Given request
Copy all lines below exactly as written. Leave pictures out.

___ Records for the task

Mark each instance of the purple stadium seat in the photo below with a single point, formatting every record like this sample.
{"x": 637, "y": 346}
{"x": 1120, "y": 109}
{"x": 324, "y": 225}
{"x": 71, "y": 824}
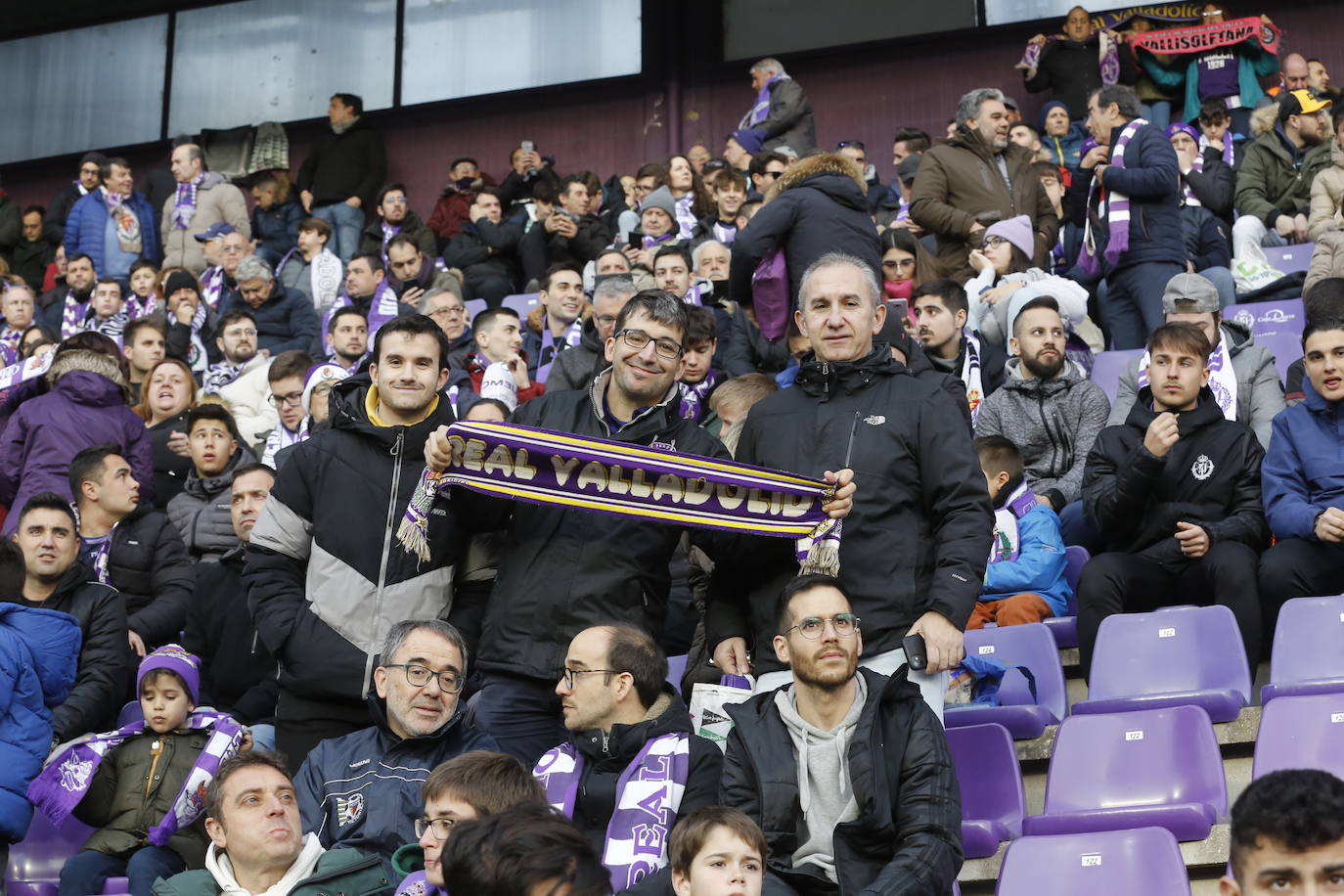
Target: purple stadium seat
{"x": 1023, "y": 716}
{"x": 1301, "y": 733}
{"x": 1109, "y": 366}
{"x": 523, "y": 302}
{"x": 1307, "y": 649}
{"x": 1154, "y": 767}
{"x": 1170, "y": 658}
{"x": 992, "y": 798}
{"x": 1118, "y": 863}
{"x": 1290, "y": 259}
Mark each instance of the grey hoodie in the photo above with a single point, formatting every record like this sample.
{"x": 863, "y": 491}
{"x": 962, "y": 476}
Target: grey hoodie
{"x": 823, "y": 763}
{"x": 1053, "y": 424}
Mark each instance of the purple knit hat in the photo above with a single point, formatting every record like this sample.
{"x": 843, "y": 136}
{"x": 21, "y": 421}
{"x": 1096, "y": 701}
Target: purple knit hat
{"x": 173, "y": 658}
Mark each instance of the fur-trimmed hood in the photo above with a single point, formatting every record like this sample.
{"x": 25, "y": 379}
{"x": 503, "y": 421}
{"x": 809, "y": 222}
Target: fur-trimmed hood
{"x": 829, "y": 162}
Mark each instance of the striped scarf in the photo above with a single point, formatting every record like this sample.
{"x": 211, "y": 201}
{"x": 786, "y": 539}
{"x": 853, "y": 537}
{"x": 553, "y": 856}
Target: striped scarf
{"x": 1116, "y": 214}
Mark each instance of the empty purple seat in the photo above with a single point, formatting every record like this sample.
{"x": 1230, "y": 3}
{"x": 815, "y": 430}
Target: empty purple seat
{"x": 1307, "y": 648}
{"x": 1028, "y": 645}
{"x": 1301, "y": 733}
{"x": 992, "y": 798}
{"x": 1109, "y": 366}
{"x": 1290, "y": 259}
{"x": 1167, "y": 658}
{"x": 1146, "y": 769}
{"x": 1118, "y": 863}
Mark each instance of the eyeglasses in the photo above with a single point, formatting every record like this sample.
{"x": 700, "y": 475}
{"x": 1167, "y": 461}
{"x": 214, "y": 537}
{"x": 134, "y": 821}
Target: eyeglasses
{"x": 441, "y": 827}
{"x": 637, "y": 338}
{"x": 568, "y": 675}
{"x": 844, "y": 625}
{"x": 449, "y": 681}
{"x": 291, "y": 399}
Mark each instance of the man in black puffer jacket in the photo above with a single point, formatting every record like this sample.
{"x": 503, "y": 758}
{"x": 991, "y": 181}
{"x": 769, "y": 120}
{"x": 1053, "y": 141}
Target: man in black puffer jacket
{"x": 326, "y": 576}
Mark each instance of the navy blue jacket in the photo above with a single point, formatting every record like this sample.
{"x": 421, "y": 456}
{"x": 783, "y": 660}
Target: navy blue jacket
{"x": 39, "y": 650}
{"x": 284, "y": 321}
{"x": 87, "y": 225}
{"x": 1150, "y": 177}
{"x": 1304, "y": 468}
{"x": 365, "y": 790}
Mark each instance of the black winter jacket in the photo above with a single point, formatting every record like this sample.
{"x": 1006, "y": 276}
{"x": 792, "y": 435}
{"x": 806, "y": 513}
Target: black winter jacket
{"x": 238, "y": 673}
{"x": 107, "y": 662}
{"x": 564, "y": 569}
{"x": 1150, "y": 177}
{"x": 1210, "y": 477}
{"x": 326, "y": 575}
{"x": 148, "y": 564}
{"x": 906, "y": 840}
{"x": 918, "y": 535}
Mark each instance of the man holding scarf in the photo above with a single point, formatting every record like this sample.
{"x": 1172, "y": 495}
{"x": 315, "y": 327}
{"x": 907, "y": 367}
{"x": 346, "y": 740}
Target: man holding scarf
{"x": 1242, "y": 375}
{"x": 1127, "y": 197}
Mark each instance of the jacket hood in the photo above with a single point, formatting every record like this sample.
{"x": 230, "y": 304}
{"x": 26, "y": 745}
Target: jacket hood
{"x": 53, "y": 641}
{"x": 813, "y": 166}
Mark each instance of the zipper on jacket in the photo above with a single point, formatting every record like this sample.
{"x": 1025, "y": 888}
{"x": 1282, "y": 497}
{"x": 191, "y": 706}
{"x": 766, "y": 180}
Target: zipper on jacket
{"x": 387, "y": 544}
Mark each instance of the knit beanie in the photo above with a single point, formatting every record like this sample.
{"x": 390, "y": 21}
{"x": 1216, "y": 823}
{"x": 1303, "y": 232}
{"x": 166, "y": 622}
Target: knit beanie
{"x": 1016, "y": 231}
{"x": 176, "y": 659}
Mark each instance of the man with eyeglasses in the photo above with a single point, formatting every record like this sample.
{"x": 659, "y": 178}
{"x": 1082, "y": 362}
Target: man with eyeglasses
{"x": 629, "y": 747}
{"x": 858, "y": 754}
{"x": 363, "y": 790}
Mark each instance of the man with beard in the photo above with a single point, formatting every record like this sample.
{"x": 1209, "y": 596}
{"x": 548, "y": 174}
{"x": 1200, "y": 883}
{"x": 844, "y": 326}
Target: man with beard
{"x": 858, "y": 754}
{"x": 1050, "y": 410}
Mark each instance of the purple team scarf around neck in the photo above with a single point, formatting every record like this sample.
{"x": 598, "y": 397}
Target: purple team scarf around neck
{"x": 60, "y": 787}
{"x": 618, "y": 478}
{"x": 1117, "y": 209}
{"x": 648, "y": 794}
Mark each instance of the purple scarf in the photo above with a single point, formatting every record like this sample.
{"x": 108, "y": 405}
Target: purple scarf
{"x": 1117, "y": 209}
{"x": 67, "y": 778}
{"x": 648, "y": 794}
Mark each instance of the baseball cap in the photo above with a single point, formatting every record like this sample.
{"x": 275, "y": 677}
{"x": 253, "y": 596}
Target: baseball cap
{"x": 1189, "y": 294}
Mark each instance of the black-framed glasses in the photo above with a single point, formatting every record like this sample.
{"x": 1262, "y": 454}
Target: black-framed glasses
{"x": 568, "y": 675}
{"x": 637, "y": 338}
{"x": 844, "y": 625}
{"x": 441, "y": 827}
{"x": 449, "y": 680}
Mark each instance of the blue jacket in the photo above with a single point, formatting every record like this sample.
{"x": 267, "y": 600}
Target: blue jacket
{"x": 1304, "y": 468}
{"x": 1039, "y": 565}
{"x": 87, "y": 226}
{"x": 39, "y": 650}
{"x": 1150, "y": 177}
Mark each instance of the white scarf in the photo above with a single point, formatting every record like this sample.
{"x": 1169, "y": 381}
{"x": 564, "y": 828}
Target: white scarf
{"x": 222, "y": 870}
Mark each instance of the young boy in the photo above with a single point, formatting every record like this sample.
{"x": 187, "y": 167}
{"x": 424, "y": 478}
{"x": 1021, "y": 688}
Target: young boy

______

Written answer
Mark each instance of the purple stadium seat in the photo below with a single point, formatting every record like this sample.
{"x": 637, "y": 346}
{"x": 1120, "y": 109}
{"x": 324, "y": 225}
{"x": 71, "y": 824}
Target: purple stadium seat
{"x": 1023, "y": 716}
{"x": 1301, "y": 733}
{"x": 1109, "y": 366}
{"x": 523, "y": 302}
{"x": 1307, "y": 649}
{"x": 1154, "y": 767}
{"x": 1170, "y": 658}
{"x": 992, "y": 798}
{"x": 1118, "y": 863}
{"x": 1290, "y": 259}
Mark each instance of the grey hoodie in the photo above with a single point, formatting every record like this sample.
{"x": 863, "y": 491}
{"x": 962, "y": 476}
Target: grey hoodie
{"x": 823, "y": 763}
{"x": 1053, "y": 424}
Mark each instance of the purple knit hat in the photo above with a single point, formatting every record like this sample.
{"x": 843, "y": 136}
{"x": 21, "y": 421}
{"x": 1096, "y": 701}
Target: purple knit hat
{"x": 173, "y": 658}
Mark each instance of the fur-trimmed hood in the photo above with a single point, formatting every record like this sample.
{"x": 25, "y": 379}
{"x": 503, "y": 421}
{"x": 809, "y": 222}
Target: fur-trimmed hood
{"x": 829, "y": 162}
Mark each instance of the striped scarf in the photo above with a single point, formatting every record like this sample.
{"x": 211, "y": 201}
{"x": 786, "y": 539}
{"x": 853, "y": 537}
{"x": 553, "y": 856}
Target: striped scarf
{"x": 1116, "y": 214}
Mark each instance of the empty purple seat in the photo above with a single point, formatting every record like this sample.
{"x": 1230, "y": 3}
{"x": 815, "y": 430}
Target: empty purple seat
{"x": 1307, "y": 648}
{"x": 1028, "y": 645}
{"x": 1301, "y": 733}
{"x": 992, "y": 798}
{"x": 1109, "y": 366}
{"x": 1290, "y": 259}
{"x": 1167, "y": 658}
{"x": 1146, "y": 769}
{"x": 1118, "y": 863}
Mark each instance of the eyeglasses in the photo above with a single point, formatting every record like this sample.
{"x": 700, "y": 475}
{"x": 1167, "y": 461}
{"x": 214, "y": 537}
{"x": 134, "y": 821}
Target: eyeglasses
{"x": 441, "y": 827}
{"x": 637, "y": 338}
{"x": 568, "y": 675}
{"x": 844, "y": 625}
{"x": 449, "y": 681}
{"x": 291, "y": 399}
Mark each instance of the man in black puffer jacket in the photo above with a single point, formatting every record like this sample.
{"x": 503, "y": 758}
{"x": 991, "y": 181}
{"x": 769, "y": 120}
{"x": 1053, "y": 141}
Target: man in black puffer jacket
{"x": 326, "y": 576}
Mark each instance of the navy blue jacket in the photo above with a single point, formatting every record like this sample.
{"x": 421, "y": 456}
{"x": 783, "y": 660}
Target: navy blue jacket
{"x": 39, "y": 650}
{"x": 284, "y": 321}
{"x": 87, "y": 225}
{"x": 1150, "y": 177}
{"x": 1304, "y": 468}
{"x": 365, "y": 790}
Mark each instance of the black winter jacket in the photo above with a single point, formatting every record like this sample.
{"x": 1006, "y": 276}
{"x": 792, "y": 435}
{"x": 806, "y": 513}
Target: black winter jacket
{"x": 238, "y": 673}
{"x": 107, "y": 662}
{"x": 564, "y": 569}
{"x": 1150, "y": 177}
{"x": 1210, "y": 477}
{"x": 326, "y": 575}
{"x": 148, "y": 564}
{"x": 906, "y": 840}
{"x": 918, "y": 535}
Mark each instance of the man holding scarf in the photo above with a single point, formatting every record like this sample.
{"x": 1172, "y": 495}
{"x": 315, "y": 327}
{"x": 907, "y": 367}
{"x": 346, "y": 740}
Target: man holding scarf
{"x": 1242, "y": 375}
{"x": 1127, "y": 197}
Mark each instance of the jacket hood in the photo above with a single point, formatting every record like this sample.
{"x": 230, "y": 304}
{"x": 26, "y": 745}
Target: jacket hood
{"x": 53, "y": 641}
{"x": 813, "y": 166}
Mark each instance of the zipper on jacket in the photo above with a single point, formatting every record like this sample.
{"x": 1025, "y": 888}
{"x": 1282, "y": 497}
{"x": 191, "y": 706}
{"x": 766, "y": 180}
Target: zipper on jacket
{"x": 387, "y": 544}
Mark each instance of the knit beanie in the photo above with a single point, formatting every record like this sample.
{"x": 390, "y": 21}
{"x": 1216, "y": 823}
{"x": 1303, "y": 232}
{"x": 166, "y": 622}
Target: knit beanie
{"x": 1016, "y": 231}
{"x": 176, "y": 659}
Mark each instance of the man with eyeglasses in the photo above with a single point, formatting every record like this sample.
{"x": 659, "y": 178}
{"x": 1082, "y": 362}
Target: man with eyeglasses
{"x": 629, "y": 747}
{"x": 858, "y": 754}
{"x": 363, "y": 790}
Mark each instance of the man with beard in the photo above with a single point, formatting every record like this sample.
{"x": 1209, "y": 596}
{"x": 548, "y": 174}
{"x": 1200, "y": 883}
{"x": 844, "y": 326}
Target: man with beard
{"x": 858, "y": 754}
{"x": 1050, "y": 410}
Mark each instance of the purple team scarf around neck in the photo above with a single point, formatting every record like this sample.
{"x": 598, "y": 397}
Target: purple team scarf around neck
{"x": 60, "y": 787}
{"x": 618, "y": 478}
{"x": 1117, "y": 209}
{"x": 648, "y": 794}
Mark each instance of the purple scarf in the photo above with a single point, formatting every record like this sample.
{"x": 108, "y": 405}
Target: purple scarf
{"x": 1117, "y": 209}
{"x": 67, "y": 778}
{"x": 648, "y": 794}
Mark each instance of the baseball cap in the photo above with a single point, formatting every record like this sample.
{"x": 275, "y": 677}
{"x": 253, "y": 596}
Target: baseball cap
{"x": 1189, "y": 294}
Mark each instance of the black-framed glasses in the photo above with a single point, formatting every record like this sample.
{"x": 1262, "y": 454}
Target: black-framed glasses
{"x": 568, "y": 675}
{"x": 637, "y": 338}
{"x": 844, "y": 625}
{"x": 441, "y": 827}
{"x": 449, "y": 680}
Mark each instance of the blue jacket in the photo above with a single point, formatting every record like this sample.
{"x": 267, "y": 600}
Target: blue jacket
{"x": 1304, "y": 468}
{"x": 1039, "y": 565}
{"x": 87, "y": 226}
{"x": 39, "y": 650}
{"x": 1150, "y": 177}
Mark each instance of the white scarf in the photo above with a single point, formatting every record like this sample.
{"x": 1169, "y": 381}
{"x": 564, "y": 828}
Target: white scarf
{"x": 222, "y": 870}
Mark each instance of the young boy in the photo above with a single point, formatting every record like this sample.
{"x": 187, "y": 167}
{"x": 424, "y": 478}
{"x": 1021, "y": 688}
Target: young boy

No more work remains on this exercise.